Stored items from a collection:
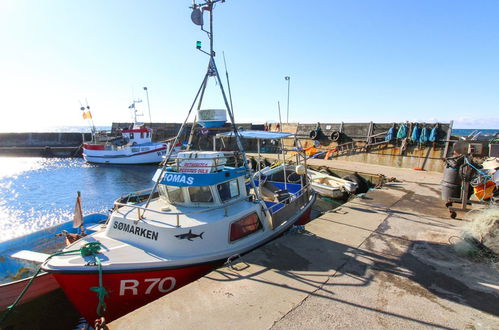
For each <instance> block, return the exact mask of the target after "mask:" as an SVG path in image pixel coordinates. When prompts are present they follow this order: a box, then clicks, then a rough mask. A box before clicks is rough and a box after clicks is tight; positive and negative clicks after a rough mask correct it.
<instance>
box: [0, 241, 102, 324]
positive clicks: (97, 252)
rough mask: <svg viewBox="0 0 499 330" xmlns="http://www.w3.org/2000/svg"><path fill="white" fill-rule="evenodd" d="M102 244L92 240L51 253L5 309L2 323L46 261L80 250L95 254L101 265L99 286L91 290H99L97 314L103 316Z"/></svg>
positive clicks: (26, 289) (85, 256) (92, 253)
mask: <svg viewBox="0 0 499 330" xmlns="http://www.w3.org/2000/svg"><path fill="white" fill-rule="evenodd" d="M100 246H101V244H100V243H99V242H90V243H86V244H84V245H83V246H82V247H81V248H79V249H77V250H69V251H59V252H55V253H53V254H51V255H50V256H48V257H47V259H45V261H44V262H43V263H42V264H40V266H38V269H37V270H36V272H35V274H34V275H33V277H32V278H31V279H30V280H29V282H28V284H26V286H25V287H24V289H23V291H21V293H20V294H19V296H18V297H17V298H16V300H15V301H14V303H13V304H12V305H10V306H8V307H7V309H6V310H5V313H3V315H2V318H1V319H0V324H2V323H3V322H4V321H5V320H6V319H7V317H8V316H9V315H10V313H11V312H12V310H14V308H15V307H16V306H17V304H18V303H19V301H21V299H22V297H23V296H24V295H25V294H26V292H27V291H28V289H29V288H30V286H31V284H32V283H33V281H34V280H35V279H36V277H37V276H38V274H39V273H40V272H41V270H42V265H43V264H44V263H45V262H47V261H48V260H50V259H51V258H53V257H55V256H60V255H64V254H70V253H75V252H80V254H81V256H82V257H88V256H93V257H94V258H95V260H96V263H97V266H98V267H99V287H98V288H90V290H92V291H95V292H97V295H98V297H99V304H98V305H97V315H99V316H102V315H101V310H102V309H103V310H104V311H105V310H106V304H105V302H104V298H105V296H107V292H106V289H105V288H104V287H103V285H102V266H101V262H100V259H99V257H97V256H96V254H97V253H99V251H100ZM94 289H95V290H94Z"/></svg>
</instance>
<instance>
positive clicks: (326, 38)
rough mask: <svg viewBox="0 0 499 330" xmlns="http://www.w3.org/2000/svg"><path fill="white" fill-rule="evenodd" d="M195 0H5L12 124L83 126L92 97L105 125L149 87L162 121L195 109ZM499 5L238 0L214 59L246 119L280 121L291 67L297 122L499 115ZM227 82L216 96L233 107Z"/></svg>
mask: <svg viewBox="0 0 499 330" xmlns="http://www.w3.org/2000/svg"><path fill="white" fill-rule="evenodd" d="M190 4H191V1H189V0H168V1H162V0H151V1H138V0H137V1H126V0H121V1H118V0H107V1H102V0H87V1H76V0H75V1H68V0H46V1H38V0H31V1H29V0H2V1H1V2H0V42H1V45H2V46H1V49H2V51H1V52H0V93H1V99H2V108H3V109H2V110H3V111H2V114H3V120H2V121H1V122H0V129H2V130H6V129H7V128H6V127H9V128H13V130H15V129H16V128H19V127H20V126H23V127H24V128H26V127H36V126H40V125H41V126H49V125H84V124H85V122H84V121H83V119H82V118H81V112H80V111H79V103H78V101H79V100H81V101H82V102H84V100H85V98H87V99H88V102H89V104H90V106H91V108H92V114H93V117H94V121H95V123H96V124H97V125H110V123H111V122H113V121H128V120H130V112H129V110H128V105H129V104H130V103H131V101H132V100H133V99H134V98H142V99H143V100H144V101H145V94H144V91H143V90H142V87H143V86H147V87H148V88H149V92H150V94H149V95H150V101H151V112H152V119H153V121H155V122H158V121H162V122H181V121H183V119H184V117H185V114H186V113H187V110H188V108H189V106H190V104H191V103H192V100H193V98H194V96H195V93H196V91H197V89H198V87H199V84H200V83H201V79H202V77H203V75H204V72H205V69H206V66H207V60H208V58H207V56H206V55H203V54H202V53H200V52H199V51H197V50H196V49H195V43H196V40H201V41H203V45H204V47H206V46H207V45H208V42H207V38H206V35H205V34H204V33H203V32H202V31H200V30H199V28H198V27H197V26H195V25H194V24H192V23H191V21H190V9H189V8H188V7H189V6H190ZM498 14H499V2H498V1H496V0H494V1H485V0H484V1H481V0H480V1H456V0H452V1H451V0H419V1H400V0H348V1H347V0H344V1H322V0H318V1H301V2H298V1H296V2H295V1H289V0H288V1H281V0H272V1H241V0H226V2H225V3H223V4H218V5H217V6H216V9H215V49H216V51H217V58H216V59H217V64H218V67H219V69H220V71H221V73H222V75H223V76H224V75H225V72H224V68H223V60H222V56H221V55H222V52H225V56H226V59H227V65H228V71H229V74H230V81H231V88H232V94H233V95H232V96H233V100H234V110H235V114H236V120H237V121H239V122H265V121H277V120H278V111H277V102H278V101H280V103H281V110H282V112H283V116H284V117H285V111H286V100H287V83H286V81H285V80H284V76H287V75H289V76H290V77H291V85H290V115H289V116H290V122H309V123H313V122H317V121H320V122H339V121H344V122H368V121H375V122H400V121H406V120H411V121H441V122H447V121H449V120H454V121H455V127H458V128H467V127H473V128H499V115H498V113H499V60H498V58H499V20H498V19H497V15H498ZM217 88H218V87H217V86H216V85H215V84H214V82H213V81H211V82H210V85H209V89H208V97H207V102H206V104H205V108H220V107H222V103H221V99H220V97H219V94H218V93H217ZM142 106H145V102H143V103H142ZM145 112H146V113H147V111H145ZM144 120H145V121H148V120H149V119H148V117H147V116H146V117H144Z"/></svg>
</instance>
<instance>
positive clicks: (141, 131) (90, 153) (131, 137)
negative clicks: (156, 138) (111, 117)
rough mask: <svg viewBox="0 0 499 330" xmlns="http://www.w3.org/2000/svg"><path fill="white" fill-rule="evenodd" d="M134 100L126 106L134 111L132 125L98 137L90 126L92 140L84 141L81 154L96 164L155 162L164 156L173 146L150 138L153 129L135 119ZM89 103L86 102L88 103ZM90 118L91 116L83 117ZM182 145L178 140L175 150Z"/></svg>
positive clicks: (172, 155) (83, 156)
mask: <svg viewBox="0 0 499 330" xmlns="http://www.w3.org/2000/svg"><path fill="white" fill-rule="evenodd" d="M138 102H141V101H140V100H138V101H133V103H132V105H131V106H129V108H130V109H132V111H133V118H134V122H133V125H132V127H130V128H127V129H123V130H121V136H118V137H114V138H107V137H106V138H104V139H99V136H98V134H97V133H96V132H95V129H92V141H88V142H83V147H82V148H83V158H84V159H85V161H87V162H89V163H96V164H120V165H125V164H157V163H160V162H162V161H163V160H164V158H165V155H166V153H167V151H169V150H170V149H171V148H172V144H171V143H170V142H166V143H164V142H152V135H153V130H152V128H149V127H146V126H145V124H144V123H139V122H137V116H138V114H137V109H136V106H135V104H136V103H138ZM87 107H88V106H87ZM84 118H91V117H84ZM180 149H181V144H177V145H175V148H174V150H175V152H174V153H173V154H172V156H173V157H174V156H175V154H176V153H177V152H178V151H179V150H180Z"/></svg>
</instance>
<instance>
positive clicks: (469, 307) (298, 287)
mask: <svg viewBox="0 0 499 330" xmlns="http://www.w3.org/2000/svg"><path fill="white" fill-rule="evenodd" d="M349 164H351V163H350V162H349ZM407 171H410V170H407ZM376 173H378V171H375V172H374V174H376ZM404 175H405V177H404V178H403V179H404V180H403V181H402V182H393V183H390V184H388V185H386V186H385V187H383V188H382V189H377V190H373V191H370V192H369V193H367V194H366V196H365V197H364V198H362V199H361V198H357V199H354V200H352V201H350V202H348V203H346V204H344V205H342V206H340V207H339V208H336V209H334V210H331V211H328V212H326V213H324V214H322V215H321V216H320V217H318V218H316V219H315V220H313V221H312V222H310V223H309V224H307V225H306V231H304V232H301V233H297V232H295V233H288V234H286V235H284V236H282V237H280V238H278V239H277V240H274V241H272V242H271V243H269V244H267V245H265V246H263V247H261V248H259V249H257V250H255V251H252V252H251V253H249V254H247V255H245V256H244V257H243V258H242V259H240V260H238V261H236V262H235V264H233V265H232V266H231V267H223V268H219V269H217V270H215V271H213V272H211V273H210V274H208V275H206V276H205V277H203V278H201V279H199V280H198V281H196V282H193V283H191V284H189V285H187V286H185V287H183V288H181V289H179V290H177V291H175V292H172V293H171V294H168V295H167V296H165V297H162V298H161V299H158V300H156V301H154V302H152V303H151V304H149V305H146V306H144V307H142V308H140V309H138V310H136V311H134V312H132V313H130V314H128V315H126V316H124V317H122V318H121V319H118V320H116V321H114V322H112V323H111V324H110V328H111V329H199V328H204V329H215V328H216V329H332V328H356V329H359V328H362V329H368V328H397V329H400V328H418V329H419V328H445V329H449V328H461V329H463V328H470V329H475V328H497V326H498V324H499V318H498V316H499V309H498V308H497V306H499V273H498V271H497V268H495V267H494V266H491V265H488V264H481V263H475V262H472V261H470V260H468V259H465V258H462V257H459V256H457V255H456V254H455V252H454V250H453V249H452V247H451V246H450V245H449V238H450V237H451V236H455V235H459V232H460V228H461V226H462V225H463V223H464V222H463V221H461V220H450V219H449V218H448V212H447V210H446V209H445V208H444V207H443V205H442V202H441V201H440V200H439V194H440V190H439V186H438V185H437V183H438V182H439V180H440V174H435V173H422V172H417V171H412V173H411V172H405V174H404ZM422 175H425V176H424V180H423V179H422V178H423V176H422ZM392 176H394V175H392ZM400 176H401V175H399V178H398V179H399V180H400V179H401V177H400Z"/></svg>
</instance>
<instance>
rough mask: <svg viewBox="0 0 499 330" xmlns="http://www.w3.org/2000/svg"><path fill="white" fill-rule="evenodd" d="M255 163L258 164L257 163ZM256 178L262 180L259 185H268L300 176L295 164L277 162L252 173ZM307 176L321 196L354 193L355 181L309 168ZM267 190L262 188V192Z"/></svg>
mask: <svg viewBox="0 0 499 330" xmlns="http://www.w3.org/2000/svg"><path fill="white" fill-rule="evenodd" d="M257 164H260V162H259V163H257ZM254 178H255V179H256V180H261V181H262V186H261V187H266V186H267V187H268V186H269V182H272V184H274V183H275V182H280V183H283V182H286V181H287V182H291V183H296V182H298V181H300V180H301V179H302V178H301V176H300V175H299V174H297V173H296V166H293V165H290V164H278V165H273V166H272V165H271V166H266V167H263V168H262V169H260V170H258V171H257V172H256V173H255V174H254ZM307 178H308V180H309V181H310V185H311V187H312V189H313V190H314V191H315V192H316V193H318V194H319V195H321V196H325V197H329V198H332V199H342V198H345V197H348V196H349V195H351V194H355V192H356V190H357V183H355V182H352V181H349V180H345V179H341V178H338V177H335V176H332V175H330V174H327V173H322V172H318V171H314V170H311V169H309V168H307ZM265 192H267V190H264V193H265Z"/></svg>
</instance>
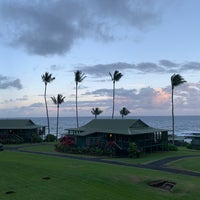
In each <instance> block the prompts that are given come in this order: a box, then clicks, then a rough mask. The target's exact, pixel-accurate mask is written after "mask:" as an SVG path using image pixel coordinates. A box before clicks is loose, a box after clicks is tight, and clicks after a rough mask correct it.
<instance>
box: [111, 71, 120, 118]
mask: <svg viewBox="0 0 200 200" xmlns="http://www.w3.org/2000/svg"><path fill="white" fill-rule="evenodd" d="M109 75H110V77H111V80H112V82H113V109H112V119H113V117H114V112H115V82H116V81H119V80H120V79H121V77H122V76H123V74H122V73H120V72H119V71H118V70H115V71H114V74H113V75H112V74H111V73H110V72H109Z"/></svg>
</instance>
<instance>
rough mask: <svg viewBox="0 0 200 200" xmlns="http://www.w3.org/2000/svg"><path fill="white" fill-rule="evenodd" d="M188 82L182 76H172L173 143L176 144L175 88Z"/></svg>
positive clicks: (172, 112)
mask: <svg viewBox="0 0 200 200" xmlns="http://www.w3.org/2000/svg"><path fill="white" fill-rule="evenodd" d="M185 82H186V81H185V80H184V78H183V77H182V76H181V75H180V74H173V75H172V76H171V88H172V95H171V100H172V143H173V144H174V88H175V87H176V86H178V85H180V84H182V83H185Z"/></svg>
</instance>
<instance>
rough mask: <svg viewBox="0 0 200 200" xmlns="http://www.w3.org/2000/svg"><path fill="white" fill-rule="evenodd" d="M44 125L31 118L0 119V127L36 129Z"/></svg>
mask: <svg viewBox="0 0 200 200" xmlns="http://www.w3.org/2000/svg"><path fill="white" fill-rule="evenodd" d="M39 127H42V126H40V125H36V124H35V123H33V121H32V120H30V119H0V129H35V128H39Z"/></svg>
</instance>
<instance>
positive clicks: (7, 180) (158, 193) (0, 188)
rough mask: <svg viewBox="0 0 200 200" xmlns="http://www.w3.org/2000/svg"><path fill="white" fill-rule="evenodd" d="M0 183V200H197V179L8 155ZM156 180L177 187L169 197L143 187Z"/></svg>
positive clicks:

WHAT YOU ARE ASKED TO DO -
The answer must consist solely of the lines from the first line of the data through the line containing "244L92 240L51 253L5", inclusive, reproduced exactly and without pictures.

TASK OUTPUT -
For each <instance> block, return the exact mask of the target after "mask:" as an SVG path in image pixel coordinates. When prompts are present they follow this order: a box, then clicks, then a rough mask. A box before clicks is rough and a box after clicks is tight; positive and negative clicks after a rough mask correct it.
<instance>
box: [0, 241, 102, 324]
positive clicks: (97, 252)
rough mask: <svg viewBox="0 0 499 330" xmlns="http://www.w3.org/2000/svg"><path fill="white" fill-rule="evenodd" d="M102 244L92 240L51 253L5 309L2 323L46 261L80 250L95 254L101 265L99 286L91 290H99L97 314L103 316Z"/></svg>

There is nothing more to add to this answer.